■ Text for analysis
☆ ☆ ☆ ☆ ☆ ☆ ☆

The vinyl 7” lives on

The rise and demise of the 7” single has been excellently covered (Stanley, 2014) – it was in competition with or replaced by the 12”, the cassingle, the CD single (born 1986) and then by downloads and streaming services. For many years, the 7” single was deceased- the preserve of niche collectors or buyers of new 'indie' releases with treasured picture sleeves. 

But 7” singles have been recently selling in very large quantities in all record shop sales charts. The format has long been sovereign on the reggae, rare groove and northern soul scenes. What’s new is the growth in re-edits, mash ups or EQ tweaking of original soul, disco, jazz and funk tracks. We also see unofficial 7” versions of hip hop classics with the sampled track pressed on the B side. There is also a large number of soul, funk, Latin, jazz, and reggae tracks that are official releases licensed to small labels or semi-legal replicas. 

However, what has struck my eye is that disco, hip hop, Daft Punk and house classics that were once extended 12” hits are now being re-released or bootlegged in a shortened 7” format and selling for more than the originals. When Technics re-commenced production of their SL1200s in 2016, the launch party had the legendary Kenny Dope DJ-ing with only 7” singles. Recently, other top DJs have been doing similar 7” sets online.

Disco, hip hop, Daft Punk and house classics that were once extended 12” hits are now being re-released or bootlegged in a shortened 7” format and selling for more than the originals.

Gary Clarke, PhD student in the Department of Education, Languages and Linguistics

Why has the 7” returned?

☆ ☆ ☆ ☆ ☆ ☆ ☆

■ Stored data entries
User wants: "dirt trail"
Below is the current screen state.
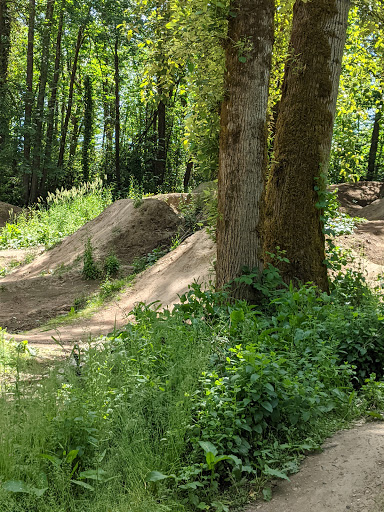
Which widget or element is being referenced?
[0,183,384,512]
[245,422,384,512]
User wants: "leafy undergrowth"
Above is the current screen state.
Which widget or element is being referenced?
[0,266,384,512]
[0,180,112,249]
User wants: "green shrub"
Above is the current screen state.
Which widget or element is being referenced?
[0,180,112,249]
[83,238,101,279]
[103,253,121,277]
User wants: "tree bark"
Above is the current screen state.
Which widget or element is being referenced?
[23,0,36,204]
[39,0,66,195]
[265,0,350,291]
[115,35,121,189]
[155,97,167,187]
[216,0,274,300]
[367,110,381,181]
[57,25,85,169]
[29,0,55,203]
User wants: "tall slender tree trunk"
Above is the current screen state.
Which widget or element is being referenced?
[0,0,11,150]
[39,0,66,195]
[155,96,167,187]
[57,25,85,169]
[265,0,350,291]
[23,0,36,204]
[29,0,55,203]
[367,110,382,181]
[115,35,121,189]
[216,0,274,300]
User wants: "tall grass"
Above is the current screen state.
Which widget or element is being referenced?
[0,179,112,249]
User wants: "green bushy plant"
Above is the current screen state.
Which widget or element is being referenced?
[83,238,101,279]
[103,253,121,277]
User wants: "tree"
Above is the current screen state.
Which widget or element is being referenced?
[264,0,350,290]
[23,0,36,204]
[216,0,274,299]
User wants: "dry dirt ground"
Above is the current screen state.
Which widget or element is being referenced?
[0,186,384,512]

☆ ☆ ☆ ☆ ☆ ☆ ☆

■ Exercise directions
List every format that the text about the 7” single says the 7” competed with or was replaced by. The data entries are separate from the text about the 7” single.

■ Written answer
- the 12”
- the cassingle
- the CD single
- downloads
- streaming services